DIRECTIVE - Repeat the entries word for word, starting at the line containing "Should you be willing to segment every instance of the large" and running through the end of the entries. Leave out the pictures.

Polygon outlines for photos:

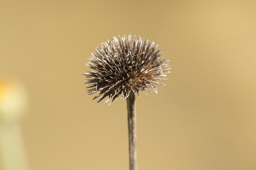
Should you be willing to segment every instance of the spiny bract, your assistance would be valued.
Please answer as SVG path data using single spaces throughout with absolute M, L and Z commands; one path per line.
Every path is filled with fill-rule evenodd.
M 167 63 L 169 60 L 160 57 L 164 53 L 160 52 L 161 48 L 156 51 L 158 45 L 155 46 L 154 42 L 151 43 L 140 36 L 131 37 L 129 35 L 127 40 L 125 35 L 118 38 L 114 37 L 113 40 L 101 43 L 91 53 L 86 65 L 97 72 L 84 75 L 92 79 L 85 81 L 89 84 L 88 93 L 100 92 L 93 100 L 102 95 L 99 102 L 108 96 L 104 104 L 112 98 L 110 104 L 120 95 L 121 99 L 124 99 L 132 91 L 139 97 L 139 90 L 147 95 L 146 91 L 152 93 L 151 88 L 157 94 L 155 85 L 165 85 L 157 81 L 167 80 L 161 77 L 166 76 L 170 69 Z

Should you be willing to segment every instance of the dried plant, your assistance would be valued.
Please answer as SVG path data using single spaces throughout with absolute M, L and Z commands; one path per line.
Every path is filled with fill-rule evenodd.
M 155 85 L 165 85 L 157 81 L 167 80 L 161 77 L 170 72 L 169 60 L 160 57 L 163 52 L 161 48 L 156 50 L 158 45 L 154 42 L 135 36 L 132 39 L 131 35 L 128 40 L 125 35 L 119 38 L 101 43 L 86 64 L 96 71 L 84 74 L 92 79 L 85 81 L 90 86 L 89 94 L 100 92 L 93 99 L 102 95 L 98 102 L 108 96 L 105 103 L 112 99 L 110 104 L 120 95 L 121 99 L 127 98 L 132 91 L 139 97 L 139 90 L 147 95 L 146 91 L 152 94 L 152 89 L 157 93 Z
M 98 102 L 107 96 L 105 103 L 112 99 L 109 104 L 120 95 L 121 99 L 127 98 L 130 169 L 137 170 L 135 94 L 139 97 L 140 90 L 152 93 L 151 89 L 157 94 L 155 85 L 165 85 L 157 81 L 167 80 L 162 77 L 170 68 L 169 60 L 160 57 L 163 52 L 160 52 L 161 48 L 156 49 L 158 45 L 155 46 L 154 42 L 140 36 L 132 39 L 130 35 L 128 39 L 125 35 L 118 37 L 102 43 L 96 48 L 86 64 L 96 71 L 84 75 L 91 78 L 85 81 L 89 84 L 89 94 L 99 92 L 93 99 L 102 95 Z

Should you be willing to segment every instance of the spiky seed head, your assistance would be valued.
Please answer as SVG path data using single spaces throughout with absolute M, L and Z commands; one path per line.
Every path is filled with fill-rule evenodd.
M 152 94 L 152 89 L 157 94 L 155 85 L 165 85 L 159 80 L 170 72 L 167 63 L 169 60 L 160 57 L 164 53 L 161 48 L 156 49 L 158 45 L 148 40 L 132 39 L 131 35 L 125 35 L 102 42 L 91 53 L 86 65 L 96 71 L 84 73 L 86 77 L 92 79 L 84 81 L 89 86 L 87 88 L 89 94 L 99 92 L 93 98 L 101 95 L 98 102 L 108 97 L 104 104 L 112 99 L 109 104 L 121 95 L 121 99 L 127 98 L 131 93 L 139 95 L 140 90 Z

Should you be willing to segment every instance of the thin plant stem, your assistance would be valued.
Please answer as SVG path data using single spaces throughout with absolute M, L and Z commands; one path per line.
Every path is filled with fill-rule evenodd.
M 137 154 L 136 143 L 136 106 L 135 95 L 131 92 L 127 99 L 128 112 L 130 170 L 137 170 Z

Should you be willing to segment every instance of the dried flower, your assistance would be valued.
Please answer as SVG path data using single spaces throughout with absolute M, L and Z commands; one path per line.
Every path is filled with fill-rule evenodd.
M 103 42 L 91 54 L 86 65 L 97 71 L 84 73 L 92 79 L 85 81 L 89 84 L 88 93 L 100 92 L 93 99 L 102 95 L 98 102 L 108 96 L 104 104 L 112 99 L 109 104 L 121 95 L 121 99 L 127 98 L 132 91 L 139 97 L 139 90 L 147 95 L 146 91 L 152 94 L 152 88 L 157 94 L 155 85 L 165 85 L 157 81 L 167 80 L 161 77 L 170 69 L 169 60 L 160 57 L 164 53 L 160 52 L 161 48 L 156 51 L 158 45 L 140 36 L 132 39 L 130 35 L 127 40 L 125 35 L 119 38 Z

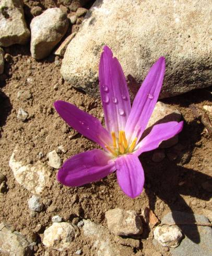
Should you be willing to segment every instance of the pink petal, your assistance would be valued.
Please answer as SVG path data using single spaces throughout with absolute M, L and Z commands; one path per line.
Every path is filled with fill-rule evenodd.
M 80 133 L 102 147 L 110 143 L 110 134 L 98 119 L 80 110 L 73 104 L 62 100 L 55 101 L 54 105 L 62 118 Z
M 124 130 L 131 109 L 129 92 L 118 60 L 107 46 L 103 50 L 99 71 L 101 98 L 106 127 L 118 134 Z
M 68 187 L 78 187 L 102 179 L 115 170 L 105 152 L 93 149 L 67 160 L 59 170 L 57 180 Z
M 124 155 L 115 159 L 119 185 L 128 196 L 134 198 L 142 192 L 144 173 L 138 157 L 134 154 Z
M 128 139 L 140 138 L 154 109 L 165 72 L 165 59 L 161 57 L 151 67 L 133 102 L 126 124 Z
M 183 121 L 169 122 L 154 125 L 149 134 L 137 145 L 138 149 L 134 154 L 138 156 L 143 152 L 158 148 L 163 141 L 172 138 L 180 132 L 183 126 Z

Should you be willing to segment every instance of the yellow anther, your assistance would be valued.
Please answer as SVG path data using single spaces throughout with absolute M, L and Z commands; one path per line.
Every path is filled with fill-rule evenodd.
M 112 149 L 112 148 L 111 148 L 109 146 L 108 146 L 107 145 L 105 145 L 104 146 L 108 150 L 108 151 L 110 151 L 110 152 L 111 153 L 112 153 L 113 155 L 114 155 L 115 156 L 117 156 L 117 154 L 115 152 L 115 151 L 114 150 L 113 150 L 113 149 Z
M 116 147 L 116 138 L 115 137 L 115 133 L 114 132 L 111 133 L 112 138 L 113 139 L 113 145 L 114 147 Z
M 135 137 L 133 142 L 131 143 L 131 146 L 129 147 L 129 152 L 132 152 L 133 151 L 133 149 L 134 149 L 134 147 L 135 147 L 135 144 L 136 143 L 136 141 L 138 138 Z
M 119 131 L 119 144 L 120 143 L 122 143 L 122 131 Z
M 126 140 L 126 138 L 125 132 L 124 131 L 122 131 L 122 138 L 124 143 L 124 148 L 126 149 L 126 148 L 127 148 L 128 144 L 127 141 Z
M 123 145 L 122 143 L 119 143 L 119 151 L 120 152 L 121 154 L 124 154 L 124 147 L 123 146 Z

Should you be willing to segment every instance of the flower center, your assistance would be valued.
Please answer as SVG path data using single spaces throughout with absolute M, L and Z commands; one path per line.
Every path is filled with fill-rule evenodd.
M 116 137 L 114 132 L 111 133 L 111 136 L 113 139 L 113 145 L 105 145 L 105 147 L 114 156 L 117 157 L 120 155 L 133 152 L 136 145 L 137 137 L 135 137 L 129 144 L 126 138 L 124 131 L 119 131 L 118 137 Z

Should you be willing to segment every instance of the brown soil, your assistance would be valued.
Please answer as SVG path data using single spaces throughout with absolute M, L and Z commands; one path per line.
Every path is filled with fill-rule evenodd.
M 25 2 L 31 8 L 31 2 L 36 1 Z M 55 5 L 53 1 L 40 2 L 45 8 Z M 5 50 L 5 72 L 0 77 L 0 171 L 6 175 L 8 189 L 1 197 L 0 222 L 13 224 L 28 239 L 36 240 L 34 255 L 44 255 L 47 251 L 41 240 L 45 228 L 51 225 L 51 217 L 55 215 L 74 223 L 89 218 L 107 226 L 105 212 L 115 207 L 141 213 L 148 206 L 159 219 L 170 210 L 199 214 L 203 213 L 203 208 L 212 210 L 211 193 L 202 186 L 205 181 L 212 181 L 211 141 L 204 126 L 194 119 L 188 107 L 192 103 L 200 108 L 211 104 L 209 90 L 202 89 L 163 100 L 181 112 L 184 127 L 179 136 L 179 143 L 165 150 L 167 156 L 169 154 L 169 159 L 167 156 L 156 164 L 151 160 L 153 152 L 141 156 L 146 182 L 140 196 L 134 200 L 126 197 L 117 184 L 115 173 L 99 182 L 72 188 L 59 184 L 56 180 L 57 171 L 52 168 L 50 188 L 41 195 L 45 209 L 32 217 L 27 204 L 31 194 L 15 181 L 8 166 L 16 145 L 18 145 L 19 157 L 25 162 L 33 164 L 38 160 L 39 152 L 42 152 L 44 156 L 41 160 L 47 166 L 47 154 L 61 145 L 67 149 L 66 153 L 61 154 L 63 160 L 97 147 L 68 127 L 56 113 L 53 103 L 56 100 L 70 102 L 103 122 L 102 109 L 99 99 L 76 90 L 63 80 L 60 72 L 62 59 L 52 54 L 44 60 L 36 61 L 30 56 L 29 44 L 12 46 Z M 55 64 L 55 60 L 59 64 Z M 57 89 L 54 88 L 56 85 Z M 21 90 L 29 90 L 32 97 L 18 99 L 18 92 Z M 20 107 L 29 113 L 26 122 L 17 119 Z M 176 156 L 176 159 L 172 160 L 172 155 Z M 39 229 L 38 224 L 41 225 Z M 141 248 L 132 249 L 132 255 L 169 255 L 165 249 L 152 245 L 152 238 L 153 229 L 149 230 L 144 226 Z M 91 252 L 92 246 L 81 235 L 65 252 L 48 251 L 52 255 L 74 255 L 80 248 L 83 255 L 95 255 Z

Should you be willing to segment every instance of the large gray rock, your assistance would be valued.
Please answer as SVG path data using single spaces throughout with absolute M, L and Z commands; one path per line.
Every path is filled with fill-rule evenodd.
M 198 4 L 192 0 L 97 0 L 67 47 L 62 74 L 73 86 L 98 96 L 100 53 L 107 44 L 126 77 L 130 75 L 139 83 L 152 64 L 164 56 L 161 98 L 209 86 L 210 7 L 209 0 L 200 0 Z
M 36 59 L 48 56 L 61 41 L 68 27 L 67 14 L 59 8 L 48 9 L 34 18 L 30 24 L 30 50 Z
M 90 239 L 93 244 L 90 255 L 98 256 L 129 256 L 133 255 L 129 247 L 123 246 L 114 242 L 114 237 L 111 236 L 110 231 L 104 227 L 91 222 L 90 219 L 84 219 L 83 227 L 84 235 Z
M 0 224 L 0 252 L 10 256 L 29 256 L 32 247 L 25 237 L 4 223 Z M 2 255 L 2 254 L 1 254 Z
M 25 22 L 20 0 L 0 1 L 0 46 L 25 44 L 30 32 Z

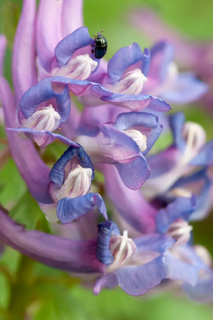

COMPLETE OUTPUT -
Should you be willing to segment every instance of the large gray rock, your assistance would be valued.
Please answer as SVG path data using single spaces throughout with absolute M, L and Z commands; one path per line.
Every path is filled with fill-rule evenodd.
M 198 4 L 192 0 L 97 0 L 67 47 L 62 74 L 73 86 L 98 96 L 100 53 L 107 44 L 126 77 L 130 75 L 139 83 L 152 64 L 164 56 L 161 98 L 209 86 L 210 7 L 209 0 L 200 0 Z
M 36 59 L 48 56 L 61 41 L 68 27 L 67 14 L 59 8 L 48 9 L 34 18 L 30 24 L 30 50 Z
M 90 239 L 93 244 L 90 255 L 98 256 L 129 256 L 133 255 L 129 247 L 123 246 L 114 242 L 114 237 L 111 236 L 110 231 L 104 227 L 91 222 L 90 219 L 84 219 L 83 227 L 84 235 Z
M 0 224 L 0 252 L 10 256 L 29 256 L 32 247 L 25 237 L 4 223 Z M 2 255 L 2 254 L 1 254 Z
M 25 22 L 20 0 L 0 1 L 0 46 L 25 44 L 30 32 Z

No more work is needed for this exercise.